Position identification records
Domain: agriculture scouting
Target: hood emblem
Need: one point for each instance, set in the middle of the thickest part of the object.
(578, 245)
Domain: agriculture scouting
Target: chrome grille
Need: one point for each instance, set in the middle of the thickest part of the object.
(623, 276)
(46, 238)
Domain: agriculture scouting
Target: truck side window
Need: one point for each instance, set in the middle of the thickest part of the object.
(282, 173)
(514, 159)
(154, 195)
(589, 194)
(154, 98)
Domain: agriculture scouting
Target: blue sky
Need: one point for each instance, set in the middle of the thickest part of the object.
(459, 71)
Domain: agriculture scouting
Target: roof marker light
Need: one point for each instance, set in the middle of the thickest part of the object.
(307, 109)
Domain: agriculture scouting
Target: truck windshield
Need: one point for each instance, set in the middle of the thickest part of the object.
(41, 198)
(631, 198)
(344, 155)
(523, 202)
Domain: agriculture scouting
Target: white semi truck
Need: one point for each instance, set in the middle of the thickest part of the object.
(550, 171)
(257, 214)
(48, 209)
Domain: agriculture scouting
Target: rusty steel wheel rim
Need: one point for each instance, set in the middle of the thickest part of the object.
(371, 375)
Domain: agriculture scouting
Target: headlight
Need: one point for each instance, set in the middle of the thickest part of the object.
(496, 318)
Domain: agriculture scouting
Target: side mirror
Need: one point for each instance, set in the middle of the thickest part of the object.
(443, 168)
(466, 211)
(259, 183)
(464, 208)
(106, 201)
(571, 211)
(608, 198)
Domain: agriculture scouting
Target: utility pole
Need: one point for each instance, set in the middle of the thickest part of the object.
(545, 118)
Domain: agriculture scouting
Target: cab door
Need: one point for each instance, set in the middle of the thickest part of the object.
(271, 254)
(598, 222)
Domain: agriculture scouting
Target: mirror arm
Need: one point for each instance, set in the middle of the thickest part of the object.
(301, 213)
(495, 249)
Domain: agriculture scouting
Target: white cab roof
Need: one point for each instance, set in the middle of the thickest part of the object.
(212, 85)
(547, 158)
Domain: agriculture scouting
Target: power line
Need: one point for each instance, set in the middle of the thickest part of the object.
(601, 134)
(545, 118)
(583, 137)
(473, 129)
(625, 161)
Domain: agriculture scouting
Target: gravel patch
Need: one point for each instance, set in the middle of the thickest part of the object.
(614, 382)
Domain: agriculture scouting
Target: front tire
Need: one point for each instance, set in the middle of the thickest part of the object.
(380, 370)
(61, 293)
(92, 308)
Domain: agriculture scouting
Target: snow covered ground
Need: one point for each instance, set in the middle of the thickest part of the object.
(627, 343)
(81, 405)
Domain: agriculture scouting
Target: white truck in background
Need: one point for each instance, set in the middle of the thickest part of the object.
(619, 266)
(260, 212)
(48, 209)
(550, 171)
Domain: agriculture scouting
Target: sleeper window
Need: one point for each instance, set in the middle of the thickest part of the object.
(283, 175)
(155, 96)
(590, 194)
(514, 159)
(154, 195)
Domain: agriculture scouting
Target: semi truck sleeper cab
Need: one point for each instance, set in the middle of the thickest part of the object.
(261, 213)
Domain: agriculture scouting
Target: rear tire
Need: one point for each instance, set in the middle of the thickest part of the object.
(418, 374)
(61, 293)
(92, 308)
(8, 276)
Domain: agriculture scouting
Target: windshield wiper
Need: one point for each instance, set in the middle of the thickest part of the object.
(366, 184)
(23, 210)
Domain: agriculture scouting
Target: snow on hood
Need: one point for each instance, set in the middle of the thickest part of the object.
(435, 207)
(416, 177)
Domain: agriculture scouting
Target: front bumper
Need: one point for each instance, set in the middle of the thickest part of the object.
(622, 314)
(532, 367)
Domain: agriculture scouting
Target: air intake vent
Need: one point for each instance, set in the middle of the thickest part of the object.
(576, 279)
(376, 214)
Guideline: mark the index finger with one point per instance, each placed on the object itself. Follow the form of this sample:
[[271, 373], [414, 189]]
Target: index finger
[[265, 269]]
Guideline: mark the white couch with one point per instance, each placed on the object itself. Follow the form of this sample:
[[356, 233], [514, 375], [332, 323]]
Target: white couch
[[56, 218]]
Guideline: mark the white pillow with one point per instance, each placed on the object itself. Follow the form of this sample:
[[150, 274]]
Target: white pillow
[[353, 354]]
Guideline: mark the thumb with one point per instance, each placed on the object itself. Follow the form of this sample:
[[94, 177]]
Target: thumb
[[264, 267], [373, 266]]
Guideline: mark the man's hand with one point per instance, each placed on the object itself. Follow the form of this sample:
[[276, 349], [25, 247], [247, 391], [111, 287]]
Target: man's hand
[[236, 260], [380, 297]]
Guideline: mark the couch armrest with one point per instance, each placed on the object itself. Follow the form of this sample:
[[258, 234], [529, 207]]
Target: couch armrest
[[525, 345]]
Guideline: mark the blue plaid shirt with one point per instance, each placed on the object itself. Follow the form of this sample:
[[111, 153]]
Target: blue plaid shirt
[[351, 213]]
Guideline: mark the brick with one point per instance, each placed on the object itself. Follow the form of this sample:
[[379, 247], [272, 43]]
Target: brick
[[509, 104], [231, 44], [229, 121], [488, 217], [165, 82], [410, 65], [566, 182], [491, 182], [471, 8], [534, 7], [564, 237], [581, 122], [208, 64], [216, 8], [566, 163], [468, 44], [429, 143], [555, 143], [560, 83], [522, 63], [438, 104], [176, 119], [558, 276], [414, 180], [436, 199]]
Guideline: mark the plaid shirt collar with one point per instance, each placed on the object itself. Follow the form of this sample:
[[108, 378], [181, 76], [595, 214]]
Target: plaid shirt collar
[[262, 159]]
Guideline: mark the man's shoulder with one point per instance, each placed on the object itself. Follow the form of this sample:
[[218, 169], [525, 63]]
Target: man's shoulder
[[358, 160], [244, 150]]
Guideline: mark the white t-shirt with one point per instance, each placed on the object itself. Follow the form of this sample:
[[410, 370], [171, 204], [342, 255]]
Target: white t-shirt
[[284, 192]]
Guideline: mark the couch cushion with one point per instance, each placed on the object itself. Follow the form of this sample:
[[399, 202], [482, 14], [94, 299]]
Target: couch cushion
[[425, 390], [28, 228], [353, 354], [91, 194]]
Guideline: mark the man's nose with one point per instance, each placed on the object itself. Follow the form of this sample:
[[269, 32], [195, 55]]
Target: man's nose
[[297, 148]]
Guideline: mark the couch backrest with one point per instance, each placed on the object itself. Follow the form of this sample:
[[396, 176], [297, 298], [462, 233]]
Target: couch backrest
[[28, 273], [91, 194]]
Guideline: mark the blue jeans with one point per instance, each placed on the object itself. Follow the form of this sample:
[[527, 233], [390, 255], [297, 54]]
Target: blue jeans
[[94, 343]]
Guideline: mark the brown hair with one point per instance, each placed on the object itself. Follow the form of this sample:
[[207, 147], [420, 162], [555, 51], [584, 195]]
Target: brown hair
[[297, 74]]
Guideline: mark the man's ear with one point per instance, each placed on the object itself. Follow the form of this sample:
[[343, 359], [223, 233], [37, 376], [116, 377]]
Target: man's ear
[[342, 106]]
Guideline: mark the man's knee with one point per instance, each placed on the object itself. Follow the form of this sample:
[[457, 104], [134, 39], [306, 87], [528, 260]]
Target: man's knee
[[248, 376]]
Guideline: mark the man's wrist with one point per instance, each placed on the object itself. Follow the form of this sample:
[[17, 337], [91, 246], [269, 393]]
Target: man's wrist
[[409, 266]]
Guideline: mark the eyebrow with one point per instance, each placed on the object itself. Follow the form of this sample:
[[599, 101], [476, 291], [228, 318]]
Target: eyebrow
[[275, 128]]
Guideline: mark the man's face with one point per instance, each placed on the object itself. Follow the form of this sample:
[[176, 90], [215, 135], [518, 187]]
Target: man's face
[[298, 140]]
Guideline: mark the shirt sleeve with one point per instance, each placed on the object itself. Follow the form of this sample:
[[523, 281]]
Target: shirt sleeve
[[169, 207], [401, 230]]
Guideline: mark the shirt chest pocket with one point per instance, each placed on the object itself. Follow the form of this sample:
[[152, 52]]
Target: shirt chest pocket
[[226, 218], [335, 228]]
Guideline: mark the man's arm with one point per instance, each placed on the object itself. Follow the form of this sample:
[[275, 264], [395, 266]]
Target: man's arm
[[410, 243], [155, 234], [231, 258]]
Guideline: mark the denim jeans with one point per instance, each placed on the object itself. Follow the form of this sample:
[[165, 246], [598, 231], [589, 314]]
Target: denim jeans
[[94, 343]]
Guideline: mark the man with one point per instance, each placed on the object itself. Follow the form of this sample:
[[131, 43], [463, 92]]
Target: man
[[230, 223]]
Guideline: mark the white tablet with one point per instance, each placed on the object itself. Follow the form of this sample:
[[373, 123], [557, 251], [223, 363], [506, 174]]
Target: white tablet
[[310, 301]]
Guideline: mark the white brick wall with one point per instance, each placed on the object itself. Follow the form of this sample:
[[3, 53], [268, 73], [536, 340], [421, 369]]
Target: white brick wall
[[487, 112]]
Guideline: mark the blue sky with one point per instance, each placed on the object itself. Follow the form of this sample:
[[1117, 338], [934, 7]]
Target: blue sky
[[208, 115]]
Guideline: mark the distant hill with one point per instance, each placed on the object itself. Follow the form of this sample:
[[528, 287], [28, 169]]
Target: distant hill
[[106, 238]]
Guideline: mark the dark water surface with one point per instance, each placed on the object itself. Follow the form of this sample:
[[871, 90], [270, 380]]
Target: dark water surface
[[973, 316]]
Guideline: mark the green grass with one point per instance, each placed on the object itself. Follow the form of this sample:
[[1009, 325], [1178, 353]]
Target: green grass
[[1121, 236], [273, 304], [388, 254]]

_Aim of the task_:
Return a verbatim copy of the records, beginning at the line containing "Guideline: mark the white pillow" and continuing through the line containing "[[358, 160], [244, 150]]", with both of those lines included.

_Final result_:
Guideline: mark the white pillow with one point per instance, each placed on the object itself. Follow the form of this sample:
[[150, 274]]
Target: white pillow
[[353, 354]]
Guideline: mark the thumb with one point per instance, each placed on the object itself. Follow the form of this sample:
[[94, 177]]
Target: thumb
[[264, 267], [373, 266]]
Guideline: mark the man's hand with one point per instance, each placed on the object itself. Follow the form of this sample:
[[276, 349], [25, 247], [247, 391], [111, 287]]
Target: man's hand
[[236, 260], [380, 297]]
Guideline: mark the couch armrest with one point per instance, each placed on the object itself. Follow the form of this sample:
[[258, 234], [529, 207]]
Target: couch armrest
[[525, 345]]
Guideline: mark the blue plaid shirt with one point per instance, each placed on the object itself. Follow the form of this sample:
[[111, 153]]
Target: blue plaid shirt
[[351, 213]]
Guideline: mark the brick with one point per instance, each placed on the object itself. Follow the form of this sample:
[[379, 247], [272, 43]]
Target: brick
[[509, 104], [231, 44], [229, 121], [488, 217], [165, 82], [410, 65], [566, 182], [491, 182], [471, 8], [534, 7], [564, 237], [581, 122], [208, 64], [216, 8], [566, 163], [468, 44], [429, 143], [555, 143], [560, 83], [522, 63], [438, 104], [176, 119], [558, 276], [414, 180], [436, 199]]
Guideline: mark the plaid shirt collar with one point per instance, each placed on the object itself. Follow the form of this sample:
[[108, 378], [181, 76], [595, 214]]
Target: plaid shirt collar
[[262, 159]]
Guideline: mark the man's shoulder with one point per instance, each placed on the object itself. Follow the form of this sample:
[[218, 169], [525, 63]]
Target: man's shoulder
[[358, 160], [244, 150]]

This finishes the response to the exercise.